TRY IT
I would like every record printed again, exactly as shown.

── GIVEN INFORMATION ──

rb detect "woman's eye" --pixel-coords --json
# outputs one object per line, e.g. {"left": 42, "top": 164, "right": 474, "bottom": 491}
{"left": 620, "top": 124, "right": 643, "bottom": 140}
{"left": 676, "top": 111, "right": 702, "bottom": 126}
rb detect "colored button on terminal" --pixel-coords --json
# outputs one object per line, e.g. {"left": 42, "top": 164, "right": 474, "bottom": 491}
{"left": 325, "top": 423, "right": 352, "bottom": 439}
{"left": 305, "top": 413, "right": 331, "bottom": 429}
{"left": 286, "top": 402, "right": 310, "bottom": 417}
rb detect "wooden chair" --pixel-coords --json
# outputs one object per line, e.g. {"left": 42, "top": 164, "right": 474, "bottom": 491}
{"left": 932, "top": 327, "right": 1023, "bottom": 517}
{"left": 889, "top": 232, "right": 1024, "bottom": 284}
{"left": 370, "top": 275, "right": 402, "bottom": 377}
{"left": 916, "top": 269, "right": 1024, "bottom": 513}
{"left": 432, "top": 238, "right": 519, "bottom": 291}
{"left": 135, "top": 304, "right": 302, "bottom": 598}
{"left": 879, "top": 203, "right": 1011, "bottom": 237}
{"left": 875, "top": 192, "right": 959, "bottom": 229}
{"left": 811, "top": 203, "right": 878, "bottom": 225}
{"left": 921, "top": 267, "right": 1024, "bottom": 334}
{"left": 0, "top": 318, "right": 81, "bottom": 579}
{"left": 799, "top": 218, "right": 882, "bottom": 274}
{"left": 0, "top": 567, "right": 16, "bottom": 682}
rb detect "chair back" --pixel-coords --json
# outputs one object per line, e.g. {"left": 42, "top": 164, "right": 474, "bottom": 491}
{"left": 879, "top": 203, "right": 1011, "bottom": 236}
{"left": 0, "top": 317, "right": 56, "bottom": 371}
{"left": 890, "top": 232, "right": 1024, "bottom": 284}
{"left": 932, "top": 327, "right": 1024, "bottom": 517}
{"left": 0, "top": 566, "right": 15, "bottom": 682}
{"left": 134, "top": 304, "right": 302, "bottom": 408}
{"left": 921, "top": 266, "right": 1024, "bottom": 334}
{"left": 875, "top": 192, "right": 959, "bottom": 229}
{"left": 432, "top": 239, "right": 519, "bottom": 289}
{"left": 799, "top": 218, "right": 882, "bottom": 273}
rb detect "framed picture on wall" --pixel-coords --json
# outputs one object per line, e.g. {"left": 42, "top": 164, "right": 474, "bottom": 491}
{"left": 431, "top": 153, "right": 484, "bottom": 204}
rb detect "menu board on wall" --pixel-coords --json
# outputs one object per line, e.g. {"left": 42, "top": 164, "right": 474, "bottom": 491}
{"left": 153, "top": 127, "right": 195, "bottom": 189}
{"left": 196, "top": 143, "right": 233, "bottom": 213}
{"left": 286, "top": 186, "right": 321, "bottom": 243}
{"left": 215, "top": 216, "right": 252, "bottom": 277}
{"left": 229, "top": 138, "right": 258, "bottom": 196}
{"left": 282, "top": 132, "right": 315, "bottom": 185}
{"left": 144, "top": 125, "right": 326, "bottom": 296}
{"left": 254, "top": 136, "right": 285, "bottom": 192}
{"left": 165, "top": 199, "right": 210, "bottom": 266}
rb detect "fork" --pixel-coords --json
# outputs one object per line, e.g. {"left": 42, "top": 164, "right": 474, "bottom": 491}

───

FINAL ANSWER
rb detect "woman's eye" --pixel-coords --json
# outputs one object per line, e.g. {"left": 42, "top": 164, "right": 474, "bottom": 491}
{"left": 620, "top": 124, "right": 643, "bottom": 140}
{"left": 676, "top": 111, "right": 702, "bottom": 126}
rb detect "colored button on terminal" --pixel-coords --json
# outputs one object per line, e.g. {"left": 42, "top": 164, "right": 474, "bottom": 491}
{"left": 325, "top": 423, "right": 352, "bottom": 439}
{"left": 305, "top": 413, "right": 331, "bottom": 429}
{"left": 286, "top": 402, "right": 310, "bottom": 417}
rb detect "wooden chair" --pixel-coords --json
# outputs one object per line, e.g. {"left": 42, "top": 164, "right": 474, "bottom": 491}
{"left": 932, "top": 327, "right": 1023, "bottom": 517}
{"left": 889, "top": 232, "right": 1024, "bottom": 284}
{"left": 370, "top": 275, "right": 402, "bottom": 377}
{"left": 916, "top": 269, "right": 1024, "bottom": 513}
{"left": 432, "top": 238, "right": 519, "bottom": 291}
{"left": 135, "top": 304, "right": 302, "bottom": 598}
{"left": 879, "top": 203, "right": 1011, "bottom": 237}
{"left": 875, "top": 192, "right": 959, "bottom": 229}
{"left": 811, "top": 203, "right": 878, "bottom": 225}
{"left": 921, "top": 267, "right": 1024, "bottom": 334}
{"left": 0, "top": 318, "right": 81, "bottom": 579}
{"left": 799, "top": 218, "right": 882, "bottom": 274}
{"left": 0, "top": 567, "right": 16, "bottom": 682}
rb detect "chair back" --pixel-coords --json
# outputs one object per line, e.g. {"left": 42, "top": 164, "right": 474, "bottom": 491}
{"left": 879, "top": 203, "right": 1011, "bottom": 236}
{"left": 0, "top": 317, "right": 56, "bottom": 371}
{"left": 890, "top": 232, "right": 1024, "bottom": 284}
{"left": 932, "top": 327, "right": 1024, "bottom": 517}
{"left": 0, "top": 566, "right": 15, "bottom": 682}
{"left": 134, "top": 304, "right": 302, "bottom": 408}
{"left": 921, "top": 266, "right": 1024, "bottom": 334}
{"left": 875, "top": 192, "right": 959, "bottom": 229}
{"left": 432, "top": 239, "right": 519, "bottom": 289}
{"left": 799, "top": 218, "right": 882, "bottom": 273}
rb detect "framed picture on wall" --pixel-coords --json
# outputs one object per line, e.g. {"left": 42, "top": 164, "right": 474, "bottom": 491}
{"left": 431, "top": 153, "right": 484, "bottom": 204}
rb detect "menu board on wall" --pixel-coords --json
# outputs one object per line, e.g. {"left": 42, "top": 164, "right": 474, "bottom": 491}
{"left": 153, "top": 127, "right": 195, "bottom": 189}
{"left": 196, "top": 143, "right": 233, "bottom": 213}
{"left": 286, "top": 186, "right": 321, "bottom": 243}
{"left": 215, "top": 216, "right": 252, "bottom": 277}
{"left": 229, "top": 138, "right": 258, "bottom": 196}
{"left": 282, "top": 132, "right": 315, "bottom": 185}
{"left": 144, "top": 125, "right": 326, "bottom": 296}
{"left": 254, "top": 136, "right": 285, "bottom": 192}
{"left": 165, "top": 199, "right": 210, "bottom": 266}
rb detect "fork" --pixel-coords --json
# outputs one object per line, e.g. {"left": 42, "top": 164, "right": 474, "bottom": 491}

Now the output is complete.